* [FRAGMENTO PROPORCIONADO]:

Lo real/imposible lacaniano no es una limitación a priori que debería, realísticamente, ser tomada en cuenta, sino el dominio del acto, de las intervenciones que pueden cambiar las coordenadas de ese acto mismo. En otras palabras, un acto es más que una intervención en el dominio de lo posible: un acto cambia las mismísimas coordenadas de lo que es posible y así crea retroactivamente sus propias condiciones de posibilidad. Es por esto que el comunismo también supone lo Real: actuar como un comunista significa intervenir en lo real del antagonismo básico que subyace al capitalismo global de hoy.

Pero la pregunta persiste: ¿que valor tiene y qué significa esta declaración programática sobre lo imposible cuando confrontamos una imposibilidad empírica: el fracaso del comunismo en tanto idea capaz de movilizar grandes masas? En su intervención en la conferencia del 2010 de Marxism Today, en Londres, Alex Callinicos evocó su sueño de una futura sociedad comunista en la que habría museos del capitalismo que expongan al público artefactos de esta formación social irracional e inhumana.

* [DATOS RECOPILADOS]:
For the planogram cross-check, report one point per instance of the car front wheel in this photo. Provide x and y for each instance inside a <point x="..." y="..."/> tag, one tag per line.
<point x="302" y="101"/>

* [CONSIGNA 1]: Devuelve tal cual el pasaje del fragmento sobre lo real lacaniano que va desde "Lo real/imposible lacaniano" hasta "global de hoy.".
* [CONSIGNA 2]: Según el fragmento sobre lo real lacaniano, ¿en qué conferencia evocó Alex Callinicos su sueño de una futura sociedad comunista?
* [CONSIGNA 3]: Escribe la continuación del fragmento sobre lo real lacaniano y el comunismo a partir de su última oración.

* [RESULTADO DEL EJERCICIO 1]:
Lo real/imposible lacaniano no es una limitación a priori que debería, realísticamente, ser tomada en cuenta, sino el dominio del acto, de las intervenciones que pueden cambiar las coordenadas de ese acto mismo. En otras palabras, un acto es más que una intervención en el dominio de lo posible: un acto cambia las mismísimas coordenadas de lo que es posible y así crea retroactivamente sus propias condiciones de posibilidad. Es por esto que el comunismo también supone lo Real: actuar como un comunista significa intervenir en lo real del antagonismo básico que subyace al capitalismo global de hoy.

* [RESULTADO DEL EJERCICIO 2]: En la conferencia del 2010 de Marxism Today, en Londres.

* [RESULTADO DEL EJERCICIO 3]:
La ironía involuntaria de este sueño es que hoy los únicos museos de este tipo son los museos del comunismo, que exhiben SUS horrores. Entonces, otra vez, ¿qué se puede hacer en semejante situación? Dos años antes de su muerte, cuando estaba claro que no iba a haber ninguna revolución pan-europea, y que la idea de construir el socialismo en un solo país era una tontería, Lenin escribió:

¿Y si la completa desesperanza de la situación, al estimular los esfuerzos de los trabajadores y campesinos multiplicándolos por diez, nos ofreciera la oportunidad de crear los requisitos fundamentales de la civilización de una manera diferente a la seguida por los países de Europa Occidental?7

¿No es este el predicamento del gobierno de Morales en Bolivia, del gobierno de Aristide en Haití, del gobierno maoísta en Nepal? Estos gobiernos llegan al poder a través de elecciones democráticas “justas”, no a través de la insurrección, pero, una vez en el poder, lo ejercen de una manera que es (por lo menos parcialmente) “no-estatal”: directamente movilizando sus partidarios de base y eludiendo la red de representación partidario-estatal.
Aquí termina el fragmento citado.